─── DATASET CONTENT ───
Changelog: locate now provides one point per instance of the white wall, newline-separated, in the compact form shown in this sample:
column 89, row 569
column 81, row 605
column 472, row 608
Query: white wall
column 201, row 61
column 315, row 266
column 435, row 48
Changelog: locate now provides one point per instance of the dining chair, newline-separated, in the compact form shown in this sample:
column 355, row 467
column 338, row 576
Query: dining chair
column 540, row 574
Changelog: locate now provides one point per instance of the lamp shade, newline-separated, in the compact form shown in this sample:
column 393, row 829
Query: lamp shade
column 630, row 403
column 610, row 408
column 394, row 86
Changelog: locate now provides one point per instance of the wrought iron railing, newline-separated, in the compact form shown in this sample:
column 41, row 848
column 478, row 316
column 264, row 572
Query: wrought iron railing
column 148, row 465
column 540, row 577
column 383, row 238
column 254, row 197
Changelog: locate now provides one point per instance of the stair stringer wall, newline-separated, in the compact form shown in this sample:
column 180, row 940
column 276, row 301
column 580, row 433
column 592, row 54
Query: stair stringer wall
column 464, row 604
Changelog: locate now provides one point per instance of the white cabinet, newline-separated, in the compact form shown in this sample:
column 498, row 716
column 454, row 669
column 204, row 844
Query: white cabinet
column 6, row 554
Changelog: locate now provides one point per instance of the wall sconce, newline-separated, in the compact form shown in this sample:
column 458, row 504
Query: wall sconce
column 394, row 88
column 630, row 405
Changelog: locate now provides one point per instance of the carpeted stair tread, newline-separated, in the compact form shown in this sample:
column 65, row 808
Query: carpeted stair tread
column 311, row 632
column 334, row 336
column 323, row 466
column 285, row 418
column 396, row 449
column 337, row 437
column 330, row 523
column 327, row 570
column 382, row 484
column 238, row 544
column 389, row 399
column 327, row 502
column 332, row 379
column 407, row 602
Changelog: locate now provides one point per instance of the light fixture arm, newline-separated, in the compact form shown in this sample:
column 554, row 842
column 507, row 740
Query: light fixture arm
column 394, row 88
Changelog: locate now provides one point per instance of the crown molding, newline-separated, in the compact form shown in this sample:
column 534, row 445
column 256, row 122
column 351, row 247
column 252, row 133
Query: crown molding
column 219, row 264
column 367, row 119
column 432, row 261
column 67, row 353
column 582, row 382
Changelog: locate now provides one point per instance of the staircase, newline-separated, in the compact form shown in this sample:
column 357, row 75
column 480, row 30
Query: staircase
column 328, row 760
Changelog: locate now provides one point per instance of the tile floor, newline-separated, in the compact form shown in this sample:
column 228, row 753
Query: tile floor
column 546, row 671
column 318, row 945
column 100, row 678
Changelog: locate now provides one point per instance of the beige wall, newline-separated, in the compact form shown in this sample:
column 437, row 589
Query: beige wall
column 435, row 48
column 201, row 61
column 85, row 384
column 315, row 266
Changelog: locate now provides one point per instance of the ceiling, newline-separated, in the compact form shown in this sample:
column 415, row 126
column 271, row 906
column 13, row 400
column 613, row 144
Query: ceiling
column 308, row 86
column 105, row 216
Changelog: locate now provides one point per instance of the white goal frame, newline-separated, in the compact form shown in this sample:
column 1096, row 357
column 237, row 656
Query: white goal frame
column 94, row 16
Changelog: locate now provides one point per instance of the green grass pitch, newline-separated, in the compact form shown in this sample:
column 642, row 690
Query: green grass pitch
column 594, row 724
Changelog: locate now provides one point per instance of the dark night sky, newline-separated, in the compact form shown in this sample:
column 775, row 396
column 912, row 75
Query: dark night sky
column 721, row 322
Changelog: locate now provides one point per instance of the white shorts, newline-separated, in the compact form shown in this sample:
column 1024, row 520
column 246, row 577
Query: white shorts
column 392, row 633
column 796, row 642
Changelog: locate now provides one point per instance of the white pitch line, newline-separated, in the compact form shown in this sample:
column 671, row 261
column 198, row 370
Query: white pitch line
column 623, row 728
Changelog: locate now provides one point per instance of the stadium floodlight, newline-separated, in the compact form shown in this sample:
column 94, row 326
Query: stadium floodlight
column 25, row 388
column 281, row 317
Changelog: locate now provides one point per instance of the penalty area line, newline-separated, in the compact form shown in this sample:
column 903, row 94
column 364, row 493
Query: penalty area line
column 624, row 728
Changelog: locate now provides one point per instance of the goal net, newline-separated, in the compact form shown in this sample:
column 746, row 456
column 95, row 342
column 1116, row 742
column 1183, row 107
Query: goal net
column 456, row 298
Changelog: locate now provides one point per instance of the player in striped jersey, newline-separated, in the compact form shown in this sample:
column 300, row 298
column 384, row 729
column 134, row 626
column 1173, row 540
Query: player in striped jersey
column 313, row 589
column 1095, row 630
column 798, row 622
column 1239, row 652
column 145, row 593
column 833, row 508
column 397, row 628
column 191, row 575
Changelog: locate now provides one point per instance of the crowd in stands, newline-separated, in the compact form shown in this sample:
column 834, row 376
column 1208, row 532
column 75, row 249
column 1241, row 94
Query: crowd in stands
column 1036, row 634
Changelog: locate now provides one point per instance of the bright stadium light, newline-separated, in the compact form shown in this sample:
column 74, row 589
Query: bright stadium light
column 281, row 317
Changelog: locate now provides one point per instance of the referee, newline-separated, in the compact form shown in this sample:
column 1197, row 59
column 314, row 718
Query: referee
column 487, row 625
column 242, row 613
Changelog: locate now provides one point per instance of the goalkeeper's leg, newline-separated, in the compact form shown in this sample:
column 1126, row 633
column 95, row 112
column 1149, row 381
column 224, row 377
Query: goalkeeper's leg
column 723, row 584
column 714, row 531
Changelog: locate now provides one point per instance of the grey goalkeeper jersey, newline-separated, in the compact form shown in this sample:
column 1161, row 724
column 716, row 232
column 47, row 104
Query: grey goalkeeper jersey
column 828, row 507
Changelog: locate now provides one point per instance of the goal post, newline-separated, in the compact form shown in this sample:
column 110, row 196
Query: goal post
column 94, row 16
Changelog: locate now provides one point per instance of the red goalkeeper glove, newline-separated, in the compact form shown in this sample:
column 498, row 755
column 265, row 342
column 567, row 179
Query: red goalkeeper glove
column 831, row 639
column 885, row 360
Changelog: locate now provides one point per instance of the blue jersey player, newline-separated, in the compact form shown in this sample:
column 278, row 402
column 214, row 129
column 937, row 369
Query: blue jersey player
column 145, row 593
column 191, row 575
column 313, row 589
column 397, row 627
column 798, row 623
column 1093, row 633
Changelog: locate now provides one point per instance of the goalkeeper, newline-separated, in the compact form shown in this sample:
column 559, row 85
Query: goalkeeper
───
WHAT THE TASK REQUIRES. Reproduce the material word for word, from its first line through the line that contains "column 394, row 86", with both of those lines included.

TASK ANSWER.
Changelog: locate now provides one point per instance of the white wall, newline-separated, in the compact form shown in this sample:
column 89, row 569
column 81, row 605
column 472, row 608
Query: white wall
column 201, row 61
column 315, row 266
column 435, row 48
Changelog: locate now provides one point per instance of the dining chair, newline-separated, in the compact form shown in this sample:
column 355, row 467
column 338, row 576
Query: dining chair
column 540, row 574
Changelog: locate now provides one point per instance of the lamp shade, newline-separated, in the compact form shown in this sample:
column 393, row 829
Query: lamp shade
column 630, row 403
column 610, row 408
column 394, row 86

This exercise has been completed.